(Records from a point labeling set)
--- BEGIN ---

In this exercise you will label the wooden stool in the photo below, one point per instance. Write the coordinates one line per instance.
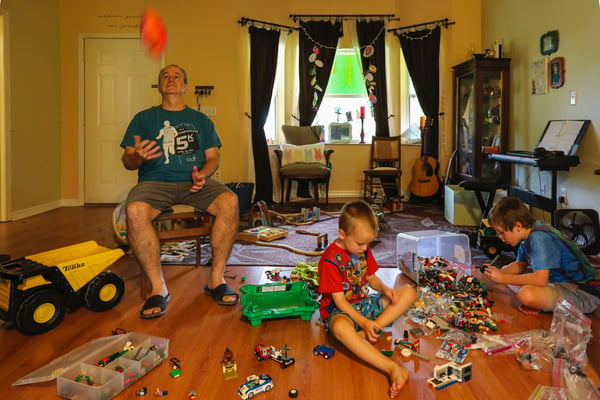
(183, 223)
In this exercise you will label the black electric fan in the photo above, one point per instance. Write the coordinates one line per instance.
(581, 226)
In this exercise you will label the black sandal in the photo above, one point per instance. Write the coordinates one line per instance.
(156, 301)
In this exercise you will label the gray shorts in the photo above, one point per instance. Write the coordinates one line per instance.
(556, 291)
(584, 301)
(163, 195)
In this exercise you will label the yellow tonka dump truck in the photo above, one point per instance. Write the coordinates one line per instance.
(36, 290)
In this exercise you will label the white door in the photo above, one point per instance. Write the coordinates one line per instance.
(118, 79)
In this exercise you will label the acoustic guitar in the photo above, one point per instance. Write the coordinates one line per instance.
(425, 181)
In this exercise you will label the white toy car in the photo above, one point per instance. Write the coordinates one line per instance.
(255, 385)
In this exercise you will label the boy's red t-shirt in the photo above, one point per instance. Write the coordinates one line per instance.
(340, 271)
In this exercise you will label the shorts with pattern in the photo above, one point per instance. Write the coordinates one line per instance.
(369, 307)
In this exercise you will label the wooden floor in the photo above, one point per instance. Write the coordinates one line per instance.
(199, 331)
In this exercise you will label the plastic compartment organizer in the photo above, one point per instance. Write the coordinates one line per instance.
(101, 368)
(454, 247)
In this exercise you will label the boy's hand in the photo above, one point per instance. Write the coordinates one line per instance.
(495, 274)
(390, 294)
(371, 330)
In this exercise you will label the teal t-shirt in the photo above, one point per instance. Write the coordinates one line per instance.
(183, 136)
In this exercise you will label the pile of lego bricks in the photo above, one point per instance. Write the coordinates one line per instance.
(466, 302)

--- END ---

■ Stated problem: Recast the lines from the one containing "In this exercise you will label the pile" through the end of the records as a JSON list of strings, one string per line, leaving out blank lines.

■ Task response:
[
  "In this exercise you will label the pile of lego bricks in the photo above, one point per instance. Write the coordinates one line per instance.",
  "(466, 302)"
]